+++ Entries supplied

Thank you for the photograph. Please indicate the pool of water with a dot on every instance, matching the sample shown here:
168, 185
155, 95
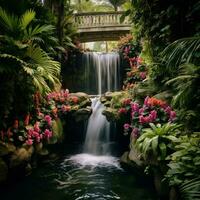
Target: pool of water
80, 177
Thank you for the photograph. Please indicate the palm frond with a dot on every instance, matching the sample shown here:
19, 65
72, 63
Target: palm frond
27, 18
190, 190
8, 21
181, 51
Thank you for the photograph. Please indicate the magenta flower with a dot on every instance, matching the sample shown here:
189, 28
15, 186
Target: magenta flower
172, 115
135, 107
143, 75
126, 126
36, 127
146, 101
47, 133
142, 119
168, 110
47, 118
122, 110
127, 101
141, 110
153, 115
29, 142
135, 133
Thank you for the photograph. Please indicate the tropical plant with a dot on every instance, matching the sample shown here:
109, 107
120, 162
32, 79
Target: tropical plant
185, 161
181, 51
189, 190
157, 141
19, 47
140, 116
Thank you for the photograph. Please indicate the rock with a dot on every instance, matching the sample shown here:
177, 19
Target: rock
6, 148
3, 171
111, 114
81, 95
38, 147
28, 169
83, 114
43, 152
132, 159
103, 99
135, 156
19, 157
85, 103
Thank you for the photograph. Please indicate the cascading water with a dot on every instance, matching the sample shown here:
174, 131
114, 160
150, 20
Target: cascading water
102, 72
98, 131
94, 174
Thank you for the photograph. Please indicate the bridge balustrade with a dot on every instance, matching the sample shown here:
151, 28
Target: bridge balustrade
100, 19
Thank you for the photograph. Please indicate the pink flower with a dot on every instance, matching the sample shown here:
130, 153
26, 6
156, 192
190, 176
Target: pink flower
168, 110
172, 115
143, 75
135, 107
36, 127
139, 60
146, 101
141, 110
132, 115
142, 119
29, 142
122, 111
47, 133
126, 126
153, 115
47, 118
135, 133
127, 101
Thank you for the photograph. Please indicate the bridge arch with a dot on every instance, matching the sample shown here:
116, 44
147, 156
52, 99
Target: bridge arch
101, 26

++++++

--- What is expected ---
Output an exact copy of the material, with the pictures removed.

--- Response to the task ---
Thank you for the photograph. Please indicate the pool of water with a dot on every instance, matching the sample shown here:
168, 185
155, 95
Target: pool of water
80, 177
Thank you for the photograph. Please indicate the palm frond with a dot on every instance, matching the sample shown here:
19, 65
72, 63
Target: palm frond
27, 18
190, 190
8, 21
181, 51
Thank you for the photograph. Please indicate the magenta flower with a dot on every instance, matching the sample shown here:
189, 28
15, 186
Target: magenta flower
172, 115
135, 107
143, 75
126, 126
36, 127
146, 101
47, 133
142, 119
168, 110
47, 118
122, 110
127, 101
141, 110
153, 115
29, 142
135, 133
Thank you for the photograph. Please indicate the tropical plant with a dot on every instance, matching the sample shown here:
109, 107
120, 162
32, 79
Target: tropical plant
185, 161
181, 51
189, 190
157, 141
19, 47
140, 116
Thank you for the photograph. Please indicate the rock with a dot on every instance, matching the sample shown here:
177, 19
Target: rock
6, 148
3, 171
111, 114
81, 95
38, 147
28, 169
83, 114
43, 152
132, 159
103, 99
135, 156
19, 157
85, 103
Thank you for the photograph. Please indicate the cascading water with a dot on every instance, matching the sample shown here:
174, 131
114, 160
150, 20
Target: cascading water
102, 72
98, 131
94, 174
Thank you for the photograph. Please indicate the bridge balustrade with a dot on every instance, matching the sample shown here:
151, 28
Target: bridge balustrade
100, 19
Thank you for the photograph. Please indicate the pink flower with a dot on every instance, matching the sample shown here:
130, 153
26, 6
156, 192
190, 176
Target: pink flower
168, 110
172, 115
143, 75
135, 107
36, 127
139, 60
146, 101
141, 110
132, 115
142, 119
29, 142
122, 111
47, 133
126, 126
153, 115
47, 118
135, 133
127, 101
Thank you for the photograph. Please indicate the bridge arch with a dot on every instance, matching the sample shown here:
116, 44
147, 156
52, 99
Target: bridge arch
101, 26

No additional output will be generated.